She was in charge of the Lyrical and Choral Workshop of the Opéra de Lyon between 1991 and 1998. There she was responsible for the musical direction of numerous productions, notably Pelléas et Mélisande, Il Barbiere di Siviglia, La Cenerentola, Die Entführung aus dem Serail, La Finta Giardiniera, Roméo et Juliette by Berlioz, L'Orfeo by Monteverdi, Les Brigands by Offenbach, L'Heure espagnole and L'Enfant et les Sortilèges by Ravel, Haydn's Il Mondo della luna, Gluck's Iphigénie en Tauride, The Rape of Lucretia by Britten and Le Chapeau de paille d'Italie by Nina Rota, whilst La Station Thermale (recorded by Ricordi) and Les Oiseaux de Passage by Fabio Vacchi and Dédale by Hugues Dufourt (recorded on CD by MFA/Radio France) are among her world creations.

Between January 2000 and 2002, she was music director of Musica per Roma, where she created the Laboratorio Voci in Musica. Presented there with her conducting were Mozart's Cosi fan tutte and Die Entführung aus dem Serail, Henze's Pollicino, Humperdinck's Hänsel und Gretel and Bernstein's West Side Story.

* SUPPLIED MATERIAL *
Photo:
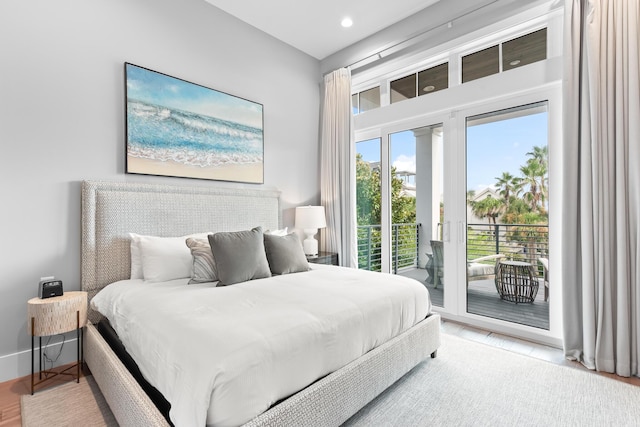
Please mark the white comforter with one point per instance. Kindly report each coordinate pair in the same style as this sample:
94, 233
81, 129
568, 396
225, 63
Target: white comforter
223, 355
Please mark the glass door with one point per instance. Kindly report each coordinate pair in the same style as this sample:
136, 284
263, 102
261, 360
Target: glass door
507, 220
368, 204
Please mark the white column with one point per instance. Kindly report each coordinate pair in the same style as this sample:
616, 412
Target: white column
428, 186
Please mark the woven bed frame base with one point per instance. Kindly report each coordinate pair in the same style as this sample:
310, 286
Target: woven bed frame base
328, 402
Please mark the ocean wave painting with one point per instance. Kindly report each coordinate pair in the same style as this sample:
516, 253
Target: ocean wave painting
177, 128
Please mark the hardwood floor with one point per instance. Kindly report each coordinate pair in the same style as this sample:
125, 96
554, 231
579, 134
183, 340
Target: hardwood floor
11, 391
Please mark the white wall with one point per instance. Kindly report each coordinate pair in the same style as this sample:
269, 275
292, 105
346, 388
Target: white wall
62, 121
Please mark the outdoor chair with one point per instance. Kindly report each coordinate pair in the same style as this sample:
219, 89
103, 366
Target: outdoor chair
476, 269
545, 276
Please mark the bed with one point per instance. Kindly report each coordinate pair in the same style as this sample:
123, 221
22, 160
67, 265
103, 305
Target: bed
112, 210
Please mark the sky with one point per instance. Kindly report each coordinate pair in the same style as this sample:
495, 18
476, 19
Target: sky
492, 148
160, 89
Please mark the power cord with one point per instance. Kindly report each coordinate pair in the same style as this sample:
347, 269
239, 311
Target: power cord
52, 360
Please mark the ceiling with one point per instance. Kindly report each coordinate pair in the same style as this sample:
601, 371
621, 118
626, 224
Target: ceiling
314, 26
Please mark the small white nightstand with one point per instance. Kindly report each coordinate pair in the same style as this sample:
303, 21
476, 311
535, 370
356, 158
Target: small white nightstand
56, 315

* COMPLETE THE FOLLOWING *
a. In two sentences, what does the biographical passage say?
b. Could you reproduce the biographical passage between "She was in charge" and "her world creations.", inclusive?
None of the records are required here.

* TASK RESPONSES *
a. From 1991 to 1998 she ran the Lyrical and Choral Workshop of the Opéra de Lyon, where she musically directed numerous productions and several world creations. Between January 2000 and 2002 she was music director of Musica per Roma, where she created the Laboratorio Voci in Musica and conducted works including Cosi fan tutte, Hänsel und Gretel and West Side Story.

b.
She was in charge of the Lyrical and Choral Workshop of the Opéra de Lyon between 1991 and 1998. There she was responsible for the musical direction of numerous productions, notably Pelléas et Mélisande, Il Barbiere di Siviglia, La Cenerentola, Die Entführung aus dem Serail, La Finta Giardiniera, Roméo et Juliette by Berlioz, L'Orfeo by Monteverdi, Les Brigands by Offenbach, L'Heure espagnole and L'Enfant et les Sortilèges by Ravel, Haydn's Il Mondo della luna, Gluck's Iphigénie en Tauride, The Rape of Lucretia by Britten and Le Chapeau de paille d'Italie by Nina Rota, whilst La Station Thermale (recorded by Ricordi) and Les Oiseaux de Passage by Fabio Vacchi and Dédale by Hugues Dufourt (recorded on CD by MFA/Radio France) are among her world creations.